- _TASK_
Without any pictures, reproduce exactly the lines running from the line containing "Where can you see the blurred" through the end of the entries.

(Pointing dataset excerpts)
======

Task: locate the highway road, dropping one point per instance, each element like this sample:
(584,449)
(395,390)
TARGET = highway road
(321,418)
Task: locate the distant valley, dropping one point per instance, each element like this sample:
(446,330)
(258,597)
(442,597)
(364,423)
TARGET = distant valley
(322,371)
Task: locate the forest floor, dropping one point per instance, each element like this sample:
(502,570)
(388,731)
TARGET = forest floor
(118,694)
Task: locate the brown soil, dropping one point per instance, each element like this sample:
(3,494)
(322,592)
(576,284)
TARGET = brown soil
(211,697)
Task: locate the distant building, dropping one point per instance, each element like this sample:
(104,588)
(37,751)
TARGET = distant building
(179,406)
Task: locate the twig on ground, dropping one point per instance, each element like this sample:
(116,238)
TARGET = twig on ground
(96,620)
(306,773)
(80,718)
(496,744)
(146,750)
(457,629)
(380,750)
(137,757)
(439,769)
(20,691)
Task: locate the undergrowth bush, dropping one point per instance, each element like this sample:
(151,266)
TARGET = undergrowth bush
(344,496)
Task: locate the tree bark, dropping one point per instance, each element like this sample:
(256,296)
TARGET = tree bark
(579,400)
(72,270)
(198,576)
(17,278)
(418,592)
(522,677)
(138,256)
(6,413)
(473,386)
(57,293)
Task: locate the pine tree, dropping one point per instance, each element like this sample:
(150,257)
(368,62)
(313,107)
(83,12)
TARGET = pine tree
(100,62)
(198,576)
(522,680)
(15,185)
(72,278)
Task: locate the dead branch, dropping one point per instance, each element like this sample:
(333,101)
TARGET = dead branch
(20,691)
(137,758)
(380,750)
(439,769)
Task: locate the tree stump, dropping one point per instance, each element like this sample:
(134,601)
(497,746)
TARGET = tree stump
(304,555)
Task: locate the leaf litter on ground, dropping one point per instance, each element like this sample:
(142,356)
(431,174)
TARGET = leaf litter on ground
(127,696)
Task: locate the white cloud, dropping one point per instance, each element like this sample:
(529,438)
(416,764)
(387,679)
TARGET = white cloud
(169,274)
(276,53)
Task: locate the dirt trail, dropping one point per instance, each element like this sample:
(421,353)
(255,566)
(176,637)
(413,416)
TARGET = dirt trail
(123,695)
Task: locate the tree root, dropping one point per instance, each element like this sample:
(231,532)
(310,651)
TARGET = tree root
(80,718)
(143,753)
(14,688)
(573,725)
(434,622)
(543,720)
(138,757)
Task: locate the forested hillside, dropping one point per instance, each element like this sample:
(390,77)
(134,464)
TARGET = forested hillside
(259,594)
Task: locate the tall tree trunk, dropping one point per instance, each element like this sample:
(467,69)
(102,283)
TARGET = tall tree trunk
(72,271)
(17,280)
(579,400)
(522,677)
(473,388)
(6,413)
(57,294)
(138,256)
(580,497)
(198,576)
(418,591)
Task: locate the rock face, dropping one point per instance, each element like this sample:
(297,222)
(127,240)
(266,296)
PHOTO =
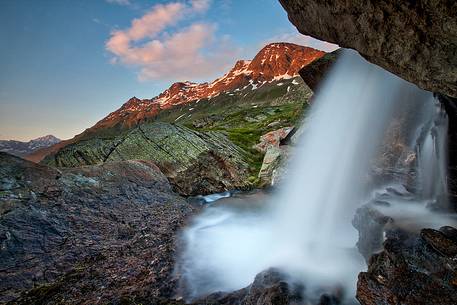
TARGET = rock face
(416,40)
(412,269)
(274,154)
(96,234)
(194,162)
(315,72)
(275,61)
(21,149)
(270,287)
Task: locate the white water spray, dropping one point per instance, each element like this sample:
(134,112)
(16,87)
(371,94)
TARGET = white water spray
(306,227)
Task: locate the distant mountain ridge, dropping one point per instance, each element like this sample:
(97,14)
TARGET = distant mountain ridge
(275,61)
(21,149)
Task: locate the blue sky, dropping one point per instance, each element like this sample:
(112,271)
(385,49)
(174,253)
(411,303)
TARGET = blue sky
(67,63)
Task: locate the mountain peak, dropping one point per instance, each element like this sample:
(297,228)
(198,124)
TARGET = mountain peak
(279,60)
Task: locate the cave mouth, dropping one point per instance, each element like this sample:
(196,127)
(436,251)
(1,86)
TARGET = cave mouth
(306,229)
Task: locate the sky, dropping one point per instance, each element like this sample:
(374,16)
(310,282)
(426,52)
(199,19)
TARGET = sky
(66,64)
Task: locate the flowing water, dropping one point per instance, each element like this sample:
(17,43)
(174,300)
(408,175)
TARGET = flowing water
(305,228)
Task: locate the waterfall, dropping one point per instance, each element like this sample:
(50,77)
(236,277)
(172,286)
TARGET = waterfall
(305,228)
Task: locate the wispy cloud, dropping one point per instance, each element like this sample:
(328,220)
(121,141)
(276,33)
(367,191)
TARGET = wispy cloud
(188,52)
(119,2)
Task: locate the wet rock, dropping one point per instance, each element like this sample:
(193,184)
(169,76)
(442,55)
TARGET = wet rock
(412,269)
(270,287)
(272,139)
(97,234)
(271,163)
(315,72)
(413,39)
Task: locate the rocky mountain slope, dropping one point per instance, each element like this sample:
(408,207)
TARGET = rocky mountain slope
(21,149)
(194,162)
(202,136)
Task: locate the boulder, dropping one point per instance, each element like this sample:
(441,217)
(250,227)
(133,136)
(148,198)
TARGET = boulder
(97,234)
(413,268)
(271,162)
(194,162)
(271,287)
(414,39)
(273,167)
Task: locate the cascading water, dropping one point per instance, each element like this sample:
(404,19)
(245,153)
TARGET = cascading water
(306,229)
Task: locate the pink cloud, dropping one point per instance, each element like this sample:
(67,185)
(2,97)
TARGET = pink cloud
(186,53)
(119,2)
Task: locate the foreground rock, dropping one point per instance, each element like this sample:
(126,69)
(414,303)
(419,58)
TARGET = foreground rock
(316,71)
(194,162)
(97,234)
(412,269)
(413,39)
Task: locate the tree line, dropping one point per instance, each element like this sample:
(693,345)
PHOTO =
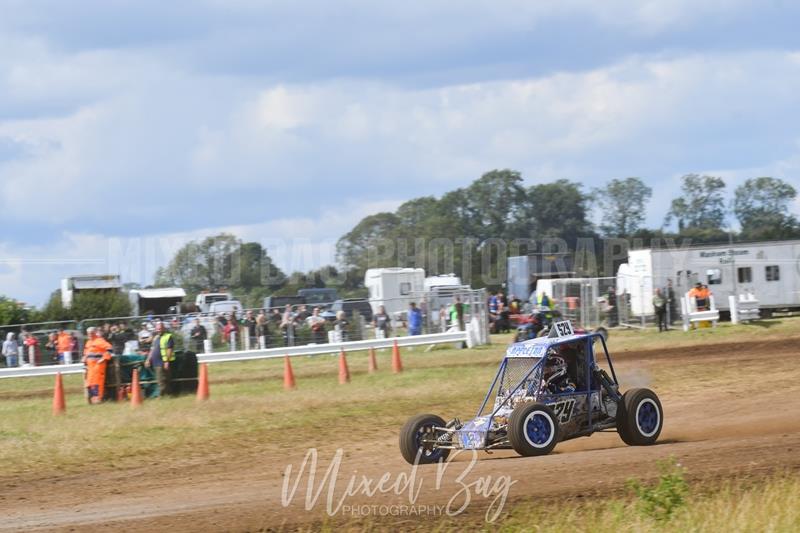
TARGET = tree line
(498,206)
(468,231)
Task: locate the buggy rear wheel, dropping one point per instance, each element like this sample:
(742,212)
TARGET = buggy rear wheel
(533,429)
(639,417)
(415,432)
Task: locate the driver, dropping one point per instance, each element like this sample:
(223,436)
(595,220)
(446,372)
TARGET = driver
(556,378)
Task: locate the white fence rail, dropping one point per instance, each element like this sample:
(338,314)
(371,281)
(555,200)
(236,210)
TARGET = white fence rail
(270,353)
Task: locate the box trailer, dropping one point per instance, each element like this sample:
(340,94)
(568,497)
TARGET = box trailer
(768,270)
(394,288)
(156,301)
(88,283)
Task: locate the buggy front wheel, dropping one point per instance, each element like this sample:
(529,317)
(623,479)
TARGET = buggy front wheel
(533,429)
(639,417)
(416,438)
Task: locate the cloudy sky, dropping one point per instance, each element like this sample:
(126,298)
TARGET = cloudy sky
(128,127)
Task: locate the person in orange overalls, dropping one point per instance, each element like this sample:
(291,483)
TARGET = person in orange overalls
(96,355)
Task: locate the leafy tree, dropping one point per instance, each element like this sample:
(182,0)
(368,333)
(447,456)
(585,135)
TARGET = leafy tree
(365,246)
(497,204)
(221,262)
(559,210)
(54,310)
(701,206)
(12,312)
(762,207)
(622,204)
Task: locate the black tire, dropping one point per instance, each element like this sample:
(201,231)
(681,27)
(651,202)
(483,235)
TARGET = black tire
(410,446)
(639,417)
(533,429)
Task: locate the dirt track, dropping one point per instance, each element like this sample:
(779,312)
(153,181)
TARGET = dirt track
(737,415)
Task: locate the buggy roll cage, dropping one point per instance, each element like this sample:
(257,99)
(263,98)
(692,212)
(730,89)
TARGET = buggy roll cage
(592,386)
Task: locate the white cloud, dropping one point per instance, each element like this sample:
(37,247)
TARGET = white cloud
(30,272)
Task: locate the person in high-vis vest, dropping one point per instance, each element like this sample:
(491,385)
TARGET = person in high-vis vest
(161,358)
(96,355)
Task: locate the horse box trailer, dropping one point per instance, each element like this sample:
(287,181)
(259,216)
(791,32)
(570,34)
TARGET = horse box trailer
(768,270)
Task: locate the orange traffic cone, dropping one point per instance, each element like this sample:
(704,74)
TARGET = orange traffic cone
(397,364)
(288,374)
(136,389)
(59,405)
(373,365)
(344,372)
(202,384)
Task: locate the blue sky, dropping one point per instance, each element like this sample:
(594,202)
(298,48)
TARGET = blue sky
(127,128)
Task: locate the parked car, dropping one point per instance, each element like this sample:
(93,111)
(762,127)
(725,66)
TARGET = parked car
(318,296)
(271,302)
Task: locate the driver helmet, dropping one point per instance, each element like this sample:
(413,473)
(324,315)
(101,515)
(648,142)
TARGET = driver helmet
(555,368)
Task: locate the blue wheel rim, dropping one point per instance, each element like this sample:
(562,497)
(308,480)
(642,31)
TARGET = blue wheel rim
(538,429)
(427,450)
(647,417)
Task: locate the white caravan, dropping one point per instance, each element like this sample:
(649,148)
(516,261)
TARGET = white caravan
(394,288)
(768,270)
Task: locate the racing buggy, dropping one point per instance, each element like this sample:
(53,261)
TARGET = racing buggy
(546,390)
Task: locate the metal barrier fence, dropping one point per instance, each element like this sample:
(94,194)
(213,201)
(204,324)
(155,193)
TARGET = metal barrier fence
(275,329)
(611,301)
(271,353)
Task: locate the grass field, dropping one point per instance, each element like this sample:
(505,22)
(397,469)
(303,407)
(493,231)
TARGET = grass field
(249,410)
(249,404)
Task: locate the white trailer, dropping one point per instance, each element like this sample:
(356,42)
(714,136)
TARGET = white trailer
(768,270)
(442,280)
(394,288)
(92,282)
(155,301)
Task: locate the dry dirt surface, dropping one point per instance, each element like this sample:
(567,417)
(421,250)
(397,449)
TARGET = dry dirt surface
(736,414)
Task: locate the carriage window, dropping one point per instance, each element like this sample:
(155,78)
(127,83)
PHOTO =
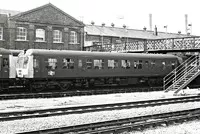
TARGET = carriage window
(146,63)
(89,64)
(5,62)
(163,65)
(35,63)
(68,63)
(0,62)
(113,64)
(153,63)
(140,64)
(52,63)
(126,64)
(173,64)
(80,64)
(98,64)
(135,65)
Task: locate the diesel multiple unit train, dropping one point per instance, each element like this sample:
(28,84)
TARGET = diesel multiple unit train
(8,60)
(38,69)
(43,69)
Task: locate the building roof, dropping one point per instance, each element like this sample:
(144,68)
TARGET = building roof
(47,14)
(130,33)
(9,12)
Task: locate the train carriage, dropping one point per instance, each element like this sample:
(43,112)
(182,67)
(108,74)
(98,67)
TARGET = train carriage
(65,68)
(7,67)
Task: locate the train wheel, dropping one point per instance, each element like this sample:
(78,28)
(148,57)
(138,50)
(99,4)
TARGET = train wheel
(1,89)
(38,87)
(65,86)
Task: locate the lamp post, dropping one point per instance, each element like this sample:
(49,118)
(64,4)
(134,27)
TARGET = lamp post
(190,27)
(165,28)
(126,36)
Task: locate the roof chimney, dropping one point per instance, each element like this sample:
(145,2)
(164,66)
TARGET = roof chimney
(112,24)
(103,24)
(92,22)
(124,26)
(145,29)
(186,23)
(156,31)
(150,21)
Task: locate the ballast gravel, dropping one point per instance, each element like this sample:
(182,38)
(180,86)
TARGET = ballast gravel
(75,119)
(26,125)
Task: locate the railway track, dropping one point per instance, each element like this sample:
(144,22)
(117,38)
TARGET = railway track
(5,116)
(127,124)
(76,93)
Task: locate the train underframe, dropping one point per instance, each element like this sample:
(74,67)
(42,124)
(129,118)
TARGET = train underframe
(84,83)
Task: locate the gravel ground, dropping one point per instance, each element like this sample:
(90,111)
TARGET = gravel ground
(23,104)
(68,120)
(184,128)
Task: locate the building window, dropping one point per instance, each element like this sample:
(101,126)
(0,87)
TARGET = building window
(68,63)
(89,64)
(21,33)
(51,63)
(57,36)
(99,64)
(126,64)
(1,33)
(73,37)
(40,35)
(112,64)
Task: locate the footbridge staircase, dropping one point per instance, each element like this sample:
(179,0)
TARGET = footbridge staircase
(181,76)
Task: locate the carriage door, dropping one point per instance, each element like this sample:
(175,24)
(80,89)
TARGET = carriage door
(36,66)
(0,66)
(5,66)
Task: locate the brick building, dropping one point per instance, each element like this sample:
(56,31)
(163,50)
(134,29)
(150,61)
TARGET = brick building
(45,27)
(111,38)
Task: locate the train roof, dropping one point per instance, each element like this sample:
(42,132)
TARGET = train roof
(9,51)
(96,54)
(4,51)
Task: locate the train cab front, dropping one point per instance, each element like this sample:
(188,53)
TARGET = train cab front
(23,66)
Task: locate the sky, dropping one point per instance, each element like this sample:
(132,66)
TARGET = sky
(133,13)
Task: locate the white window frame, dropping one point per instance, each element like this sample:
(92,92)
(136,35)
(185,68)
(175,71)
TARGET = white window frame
(40,35)
(73,37)
(57,36)
(1,33)
(21,34)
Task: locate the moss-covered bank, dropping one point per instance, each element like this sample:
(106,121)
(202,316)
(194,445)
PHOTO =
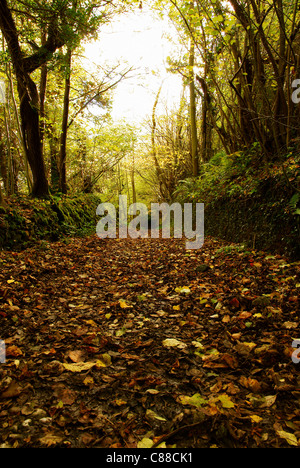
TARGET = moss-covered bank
(264,220)
(27,221)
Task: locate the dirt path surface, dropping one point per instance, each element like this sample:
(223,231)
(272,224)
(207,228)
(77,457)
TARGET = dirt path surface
(130,343)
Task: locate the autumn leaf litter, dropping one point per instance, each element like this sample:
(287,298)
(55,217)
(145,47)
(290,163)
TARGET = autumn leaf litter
(141,343)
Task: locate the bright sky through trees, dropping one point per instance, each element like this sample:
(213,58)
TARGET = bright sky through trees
(140,40)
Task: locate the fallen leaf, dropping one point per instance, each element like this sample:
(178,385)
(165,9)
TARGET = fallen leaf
(79,366)
(51,439)
(226,401)
(145,443)
(290,438)
(173,343)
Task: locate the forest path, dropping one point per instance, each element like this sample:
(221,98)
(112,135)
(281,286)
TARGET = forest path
(126,343)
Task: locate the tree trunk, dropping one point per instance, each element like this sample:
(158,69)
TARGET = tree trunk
(193,121)
(64,131)
(28,94)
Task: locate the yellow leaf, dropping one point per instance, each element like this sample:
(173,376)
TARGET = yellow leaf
(226,401)
(183,289)
(79,366)
(51,439)
(290,438)
(88,381)
(255,418)
(145,443)
(123,304)
(172,343)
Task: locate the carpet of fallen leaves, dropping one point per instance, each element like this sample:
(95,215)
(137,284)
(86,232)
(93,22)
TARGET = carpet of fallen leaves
(140,343)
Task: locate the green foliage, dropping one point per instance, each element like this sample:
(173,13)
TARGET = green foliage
(26,221)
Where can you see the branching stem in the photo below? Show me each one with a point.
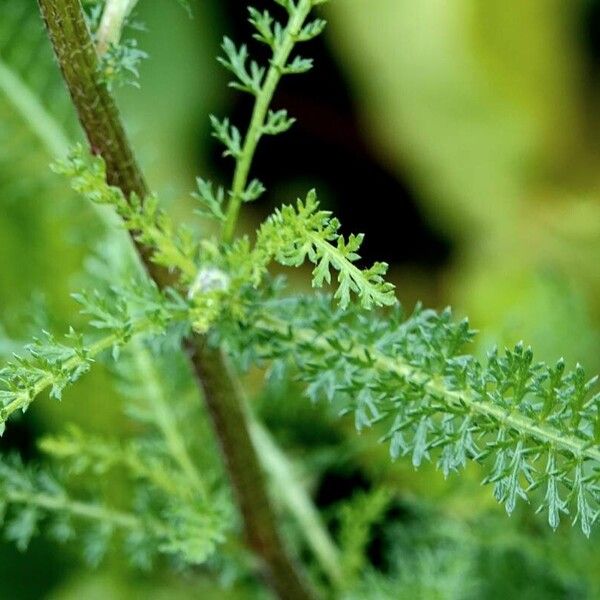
(259, 115)
(99, 117)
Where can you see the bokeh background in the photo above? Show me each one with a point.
(462, 137)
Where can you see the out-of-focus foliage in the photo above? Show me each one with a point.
(478, 104)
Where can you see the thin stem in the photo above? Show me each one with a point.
(290, 490)
(26, 397)
(112, 22)
(96, 109)
(154, 394)
(84, 510)
(259, 115)
(100, 119)
(544, 433)
(225, 404)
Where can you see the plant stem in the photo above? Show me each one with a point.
(259, 114)
(30, 109)
(294, 497)
(277, 466)
(100, 119)
(111, 25)
(96, 109)
(225, 405)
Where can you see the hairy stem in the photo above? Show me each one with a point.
(100, 119)
(95, 106)
(259, 114)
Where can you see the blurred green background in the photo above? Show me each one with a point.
(463, 138)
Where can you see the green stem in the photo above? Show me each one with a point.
(225, 404)
(83, 510)
(544, 433)
(273, 460)
(100, 119)
(154, 394)
(26, 397)
(112, 22)
(33, 112)
(294, 497)
(96, 109)
(259, 115)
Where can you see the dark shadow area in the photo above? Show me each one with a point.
(327, 149)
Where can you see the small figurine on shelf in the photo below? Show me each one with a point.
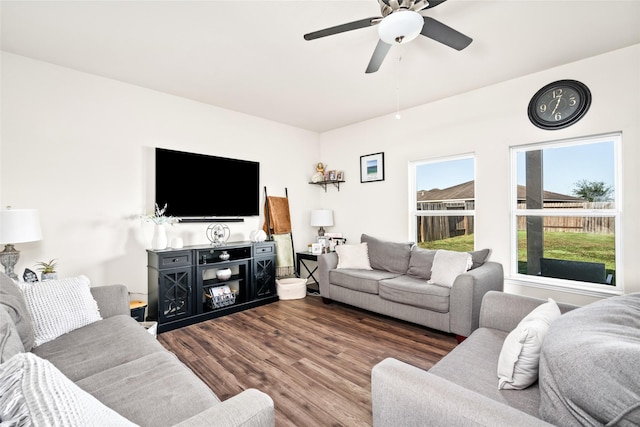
(319, 175)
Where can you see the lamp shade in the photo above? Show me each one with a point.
(401, 26)
(322, 218)
(19, 225)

======

- _FULL RESPONSE_
Where can you see the blurred green background in the photo above? Show me each one with a point.
(463, 138)
Where can you see the green stem in the photo above? Show me each one with a point.
(225, 404)
(83, 510)
(544, 433)
(273, 460)
(100, 119)
(154, 394)
(26, 397)
(112, 22)
(33, 112)
(294, 497)
(96, 109)
(259, 115)
Where can you see the dark shadow area in the photo above? Show me each one with a point.
(327, 149)
Where can you see the small figurine on shelf in the photo below? Show me each one with a point.
(319, 175)
Where can you see the lamp shade in the photo above? Show me each one with a point.
(401, 26)
(322, 218)
(19, 225)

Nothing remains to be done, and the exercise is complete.